### Records for this task
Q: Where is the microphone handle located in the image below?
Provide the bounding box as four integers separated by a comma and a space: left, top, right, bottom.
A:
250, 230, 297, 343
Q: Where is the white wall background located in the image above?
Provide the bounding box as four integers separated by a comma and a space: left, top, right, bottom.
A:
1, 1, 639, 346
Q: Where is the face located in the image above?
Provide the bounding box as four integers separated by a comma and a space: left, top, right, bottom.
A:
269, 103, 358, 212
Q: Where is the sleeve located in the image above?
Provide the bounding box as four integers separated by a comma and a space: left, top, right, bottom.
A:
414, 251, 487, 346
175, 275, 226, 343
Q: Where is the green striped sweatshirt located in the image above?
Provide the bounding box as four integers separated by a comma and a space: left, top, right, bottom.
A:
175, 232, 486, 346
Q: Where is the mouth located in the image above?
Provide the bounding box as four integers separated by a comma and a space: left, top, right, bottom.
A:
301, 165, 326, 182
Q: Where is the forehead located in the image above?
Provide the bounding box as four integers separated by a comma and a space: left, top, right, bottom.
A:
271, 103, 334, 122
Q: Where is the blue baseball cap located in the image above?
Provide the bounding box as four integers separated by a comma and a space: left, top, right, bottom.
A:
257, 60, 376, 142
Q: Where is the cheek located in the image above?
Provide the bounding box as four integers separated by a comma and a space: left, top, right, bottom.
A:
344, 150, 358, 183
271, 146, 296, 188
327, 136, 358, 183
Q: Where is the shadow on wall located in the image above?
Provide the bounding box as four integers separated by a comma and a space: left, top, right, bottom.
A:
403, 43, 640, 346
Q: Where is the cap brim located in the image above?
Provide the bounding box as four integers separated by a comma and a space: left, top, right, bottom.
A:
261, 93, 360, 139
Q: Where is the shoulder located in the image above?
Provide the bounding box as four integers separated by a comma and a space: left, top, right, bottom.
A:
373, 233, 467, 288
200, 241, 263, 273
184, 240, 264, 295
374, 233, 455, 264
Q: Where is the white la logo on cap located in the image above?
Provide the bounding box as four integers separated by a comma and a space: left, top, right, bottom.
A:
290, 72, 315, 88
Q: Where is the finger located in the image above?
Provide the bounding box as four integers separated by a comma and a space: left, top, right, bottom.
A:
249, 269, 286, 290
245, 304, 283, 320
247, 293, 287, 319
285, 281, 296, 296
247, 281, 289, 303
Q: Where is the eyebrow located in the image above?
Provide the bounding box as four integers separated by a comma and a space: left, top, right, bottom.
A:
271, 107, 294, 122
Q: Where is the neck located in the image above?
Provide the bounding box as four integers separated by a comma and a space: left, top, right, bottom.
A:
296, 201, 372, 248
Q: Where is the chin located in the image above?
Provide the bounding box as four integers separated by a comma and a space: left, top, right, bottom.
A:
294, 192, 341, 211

### Task to carry out
Repeat the data exactly. Omit nothing.

### Answer space
Q: Where is the microphone handle located in the image below?
Provide the bounding box as four integers separated by a comma and a space: left, top, right, bottom.
A:
250, 230, 297, 343
Q: Where is the white wall background located in the image above?
Provide the bounding box as four integers separated by a comma and a space: left, top, right, bottom.
A:
1, 1, 639, 346
Q: Where is the face located in the image above?
Provide the bounding box as four integers separated by a comma and a space: left, top, right, bottom.
A:
269, 103, 358, 212
Q: Where is the sleeve located in the image above?
Provide the bounding box as four integers separated by a comma and a space: left, top, right, bottom.
A:
414, 251, 487, 346
175, 275, 226, 343
Q: Where is the green striped sweatshirt located in the image above?
Provide the bounding box as four integers separated by a comma and a space: left, top, right, bottom.
A:
175, 232, 486, 346
Q: Where is the mouth located in the image above?
Provide the bounding box as four integers separated by a comma and a space: left, top, right, bottom.
A:
301, 165, 326, 182
Q: Where is the forehead located in the image above?
Provide the bounding box as four integers separated by a comma and a space: left, top, right, bottom.
A:
271, 103, 334, 122
Q: Where is the blue baseball cap located in the image above?
Provide the bounding box as four integers separated by a comma and a space: left, top, right, bottom.
A:
257, 60, 376, 142
Q: Where is the cheek located in the image above?
Provide the bounding box as four integers separated by a comma and a space: left, top, right, bottom.
A:
344, 150, 358, 183
271, 146, 296, 188
327, 136, 358, 183
Q: Where is the shadow on wall located in the image above?
Provide the bounding box as four integers separated by a comma and a space: left, top, right, bottom.
A:
403, 43, 640, 346
Q: Where is the cap brim located in the image above?
Provide the bounding box as four integers separated by a comma and a space: left, top, right, bottom.
A:
261, 93, 360, 139
Q: Where is the shoulder located in the image above?
Provide the bounding box as four integers separated by a comma and a space: left, top, right, bottom.
A:
373, 233, 467, 288
200, 241, 263, 273
184, 240, 264, 295
374, 233, 455, 264
Q: Where is the white la logo on cap located in the image above?
Provide the bounding box as four integers separated by a comma and a space: left, top, right, bottom.
A:
290, 72, 315, 88
Q: Where is the finger located in the image above?
Provide the bounding box as four integers separated by a comma and a space: left, top, right, bottom.
A:
249, 269, 286, 290
245, 304, 283, 320
247, 293, 287, 319
285, 281, 296, 296
247, 281, 289, 303
Q: Where is the eyebrow located in the image above?
Provide the bounding box as four integers separated by a comma and a space: left, top, right, bottom.
A:
271, 107, 294, 122
Q: Where is the neck located in the image above?
Provide the bounding box as four integers separated by a comma and a space: left, top, right, bottom.
A:
296, 201, 372, 248
Q: Where is the chin located in the image above?
Provide the bounding box as four integers separated by a comma and a space: left, top, right, bottom.
A:
294, 192, 341, 211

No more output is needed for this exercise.